→ **TASK DESCRIPTION**
Rewrite the records from the line containing "Looking at this interface screenshot, point out the fog" through the line containing "[[0, 105, 85, 133]]", changing every "sedan" to "car" and leaving all else unchanged.

→ **SUPPLIED DATA**

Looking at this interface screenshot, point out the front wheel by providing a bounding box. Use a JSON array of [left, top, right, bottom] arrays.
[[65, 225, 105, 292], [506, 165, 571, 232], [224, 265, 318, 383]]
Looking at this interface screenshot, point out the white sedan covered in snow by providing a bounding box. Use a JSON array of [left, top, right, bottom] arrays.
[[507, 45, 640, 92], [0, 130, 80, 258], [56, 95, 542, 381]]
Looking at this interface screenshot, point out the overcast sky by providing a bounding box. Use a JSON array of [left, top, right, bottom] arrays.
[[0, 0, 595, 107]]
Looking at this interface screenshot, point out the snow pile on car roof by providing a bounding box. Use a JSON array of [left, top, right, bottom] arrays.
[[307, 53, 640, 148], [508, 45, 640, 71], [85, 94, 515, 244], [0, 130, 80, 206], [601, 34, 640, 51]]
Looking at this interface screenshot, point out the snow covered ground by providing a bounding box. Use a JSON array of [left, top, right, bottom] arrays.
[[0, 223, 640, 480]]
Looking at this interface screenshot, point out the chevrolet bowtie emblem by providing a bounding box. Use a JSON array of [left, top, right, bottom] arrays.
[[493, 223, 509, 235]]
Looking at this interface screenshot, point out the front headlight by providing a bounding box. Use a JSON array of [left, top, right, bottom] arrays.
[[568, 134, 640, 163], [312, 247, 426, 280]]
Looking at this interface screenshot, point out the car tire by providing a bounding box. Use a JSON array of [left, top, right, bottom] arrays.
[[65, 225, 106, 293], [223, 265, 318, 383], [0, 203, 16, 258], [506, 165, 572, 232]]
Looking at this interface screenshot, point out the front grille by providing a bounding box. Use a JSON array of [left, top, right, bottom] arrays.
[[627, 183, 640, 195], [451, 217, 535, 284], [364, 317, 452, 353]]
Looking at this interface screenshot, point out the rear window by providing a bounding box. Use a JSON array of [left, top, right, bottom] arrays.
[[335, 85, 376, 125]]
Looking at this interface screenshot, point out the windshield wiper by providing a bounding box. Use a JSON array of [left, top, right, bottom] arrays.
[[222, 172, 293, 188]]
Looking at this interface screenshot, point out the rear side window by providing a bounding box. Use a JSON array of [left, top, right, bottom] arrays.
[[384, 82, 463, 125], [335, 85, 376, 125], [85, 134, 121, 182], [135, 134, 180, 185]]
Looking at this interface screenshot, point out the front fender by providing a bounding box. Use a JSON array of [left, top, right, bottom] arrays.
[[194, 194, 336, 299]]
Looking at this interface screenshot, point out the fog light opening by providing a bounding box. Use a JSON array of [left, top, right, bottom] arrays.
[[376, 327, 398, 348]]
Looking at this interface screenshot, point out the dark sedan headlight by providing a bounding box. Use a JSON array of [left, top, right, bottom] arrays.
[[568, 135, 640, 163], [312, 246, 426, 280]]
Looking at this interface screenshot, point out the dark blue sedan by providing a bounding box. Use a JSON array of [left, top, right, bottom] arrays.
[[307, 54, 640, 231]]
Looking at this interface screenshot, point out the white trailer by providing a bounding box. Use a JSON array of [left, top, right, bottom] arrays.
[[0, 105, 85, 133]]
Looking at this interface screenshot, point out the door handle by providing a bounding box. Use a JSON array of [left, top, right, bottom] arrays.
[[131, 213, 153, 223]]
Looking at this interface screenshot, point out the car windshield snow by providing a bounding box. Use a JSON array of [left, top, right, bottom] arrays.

→ **EXERCISE SOLUTION**
Looking at this interface screenshot, point out the fog light opening by providing a bounding box. Use a JSON array of [left, top, right, bottom] arrays.
[[376, 327, 398, 348]]
Looking at this interface screenshot, point out the dark car headlight by providing a bounding box. Use a JSON array of [left, top, right, bottom] arrays.
[[568, 135, 640, 163], [312, 246, 426, 280]]
Looking at this interface screenshot, point out the dark blue car by providing a bounding box. Use a JSON array of [left, top, right, bottom] arrays.
[[307, 54, 640, 231]]
Looking at this interface screenshot, point out the white trailer by providing a bounding box. Use a JSON array of [left, top, right, bottom] arrays.
[[0, 105, 85, 133]]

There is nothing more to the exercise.